Prosigue el fragmento sobre las diaconisas y el servicio de las mujeres en las parroquias, a partir de su última oración.

(FRAGMENTO DEL DOCUMENTO):
=-=-=-=-=
Hoy en día, este significado no le importa a nadie porque “servir” no está de moda y suena (y es)
profundamente antifeminista. De
hecho, ya tenemos innumerables “diaconisas” de
este tipo en todas las parroquias del mundo. Nadie ignora que la inmensa
mayoría de los que ayudan a los párrocos, dan catequesis, preparan lo necesario
para la liturgia, cuidan a los pobres, colaboran en los despachos parroquiales,
ordenan, limpian, lavan, adornan, cosen y llevan a cabo un millón de tareas más
son mujeres.
LAS ENTRAÑABLES RAFAELAS de las que habla D.
Jorge son diaconisas en ese sentido amplio y no sacramental, pero a la vez
sagrado y plenamente tradicional, de la palabra. Es una vocación que será su gloria en el cielo, porque el
Hijo del hombre no vino a ser servido, sino a servir y ellas le siguen de cerca. Si hay menos hombres
servidores en este sentido no es por la superioridad del varón, sino por su
cobardía ante el sacrificio oculto, sobre todo en las cosas cotidianas y
aparentemente sin importancia. No fue casualidad que, junto a la cruz de
Cristo, solo hubiera un apóstol y las demás fueran mujeres.
=-=-=-=-=
(INFORMACIÓN PROPORCIONADA):
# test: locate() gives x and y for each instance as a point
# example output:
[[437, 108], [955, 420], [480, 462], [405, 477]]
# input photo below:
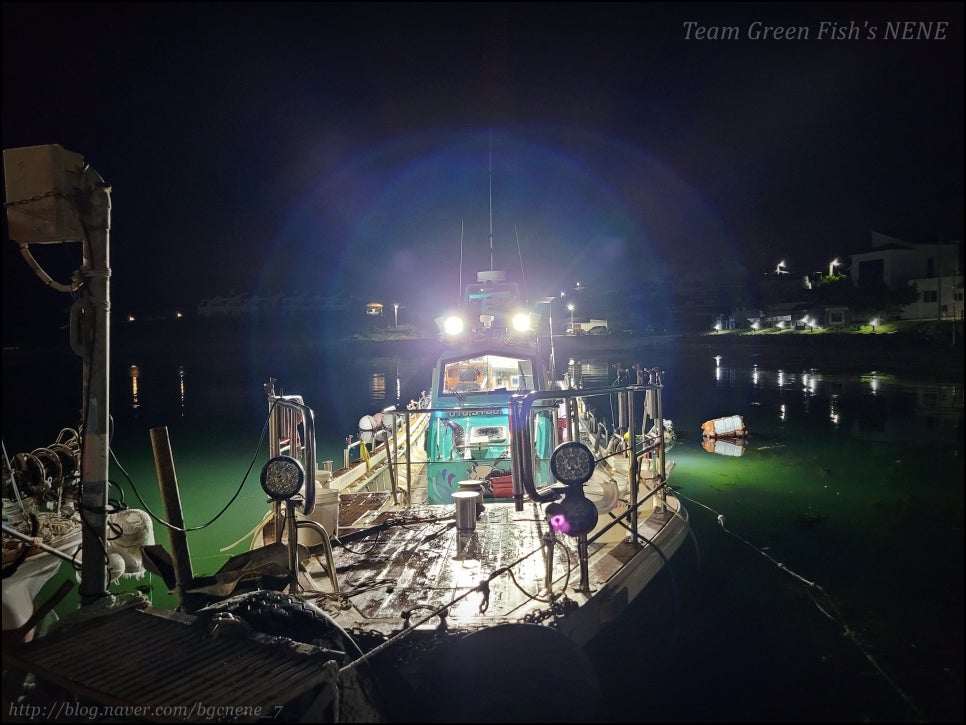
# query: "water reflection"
[[135, 373], [139, 378], [870, 406]]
=-=-=-=-=
(RESPUESTA):
Nadie habla, en definitiva, de
estas diaconisas (al menos hasta que las vean resplandecientes de gloria y
majestad en el Reino de los Cielos), porque la
discusión actual sobre el diaconado femenino no versa sobre el servicio, como
exigiría el tema tratado, sino sobre el poder. Y
absolutamente todo el mundo sabe que es así, aunque algunos finjan no
enterarse.
En cuanto al segundo
significado de la palabra, el femenino de “diácono”
o la idea de impartir el sacramento del orden a las mujeres en su grado
más bajo, podemos decir, con la misma seguridad, que tampoco le importa a
nadie. Desgraciadamente, esta falta de interés no se debe a que la Tradición
rechace esta posibilidad y, por lo tanto, sea algo imposible en la Iglesia. Nadie desea que las mujeres puedan ser diaconisas, ni siquiera los que
hacen todo lo posible por conseguirlo, porque, reconozcámoslo, a nadie le
importan los diáconos.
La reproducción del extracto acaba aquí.